Source passage |
* start *

Arrangements for children to give pre-trial evidence

  1. The significance of his Honour’s ruling must be considered in the context of the Evidence (Miscellaneous Provisions) Act provisions for the evidence of children in sexual offence proceedings to be taken in pre-trial hearings which may be heard months or even years before the trial proper can be heard.  As set out in the Explanatory Statement for the Sexual and Violent Offences Legislation Amendment Bill 2008:

The pre-recording of evidence at a pre-trial hearing aims to redress fundamental problems with the criminal justice system and how it deals with children’s evidence. Delays in the court process are inevitable, but work against children’s ability to recount events long after they occur. For young children and people who are intellectually impaired, the ability to give cogent evidence many months, or years after the event might be beyond their developmental and intellectual capacity, despite the fact that they were able to give coherent descriptions at a time closer to the events in question.

  1. The same Explanatory Statement explained that related changes to the committal arrangements were among other things intended to:

reduce the number of times children ... are required to give evidence throughout the criminal justice system, which will help mitigate the problems that result from inconsistencies and omissions which are unavoidable when a child is forced to recount their story repeatedly.

  1. If, as would have happened before the Evidence (Miscellaneous Provisions) Act amendments were enacted, the child’s evidence had been taken during a trial immediately after his Honour’s ruling, then the only scope for challenging that ruling would have been on appeal from the verdict at the end of the trial.  On the other hand, the current provision for the child’s evidence to be taken as soon as possible after the matter is committed to the Supreme Court and possibly well in advance of trial provides a period during which, as already noted, an appeal against an interlocutory ruling made in a pre-trial hearing could be the subject of an application for leave to appeal.

* end *

Data extract |
* start *

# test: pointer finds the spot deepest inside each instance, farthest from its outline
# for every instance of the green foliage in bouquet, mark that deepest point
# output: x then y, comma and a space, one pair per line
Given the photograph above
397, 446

* end *

Written instruction | Please reproduce the passage on children's pre-trial evidence word for word, starting with "1. If, as would" and going on through "leave to appeal.". The items are not needed for this.

Correct response |
1. If, as would have happened before the Evidence (Miscellaneous Provisions) Act amendments were enacted, the child’s evidence had been taken during a trial immediately after his Honour’s ruling, then the only scope for challenging that ruling would have been on appeal from the verdict at the end of the trial.  On the other hand, the current provision for the child’s evidence to be taken as soon as possible after the matter is committed to the Supreme Court and possibly well in advance of trial provides a period during which, as already noted, an appeal against an interlocutory ruling made in a pre-trial hearing could be the subject of an application for leave to appeal.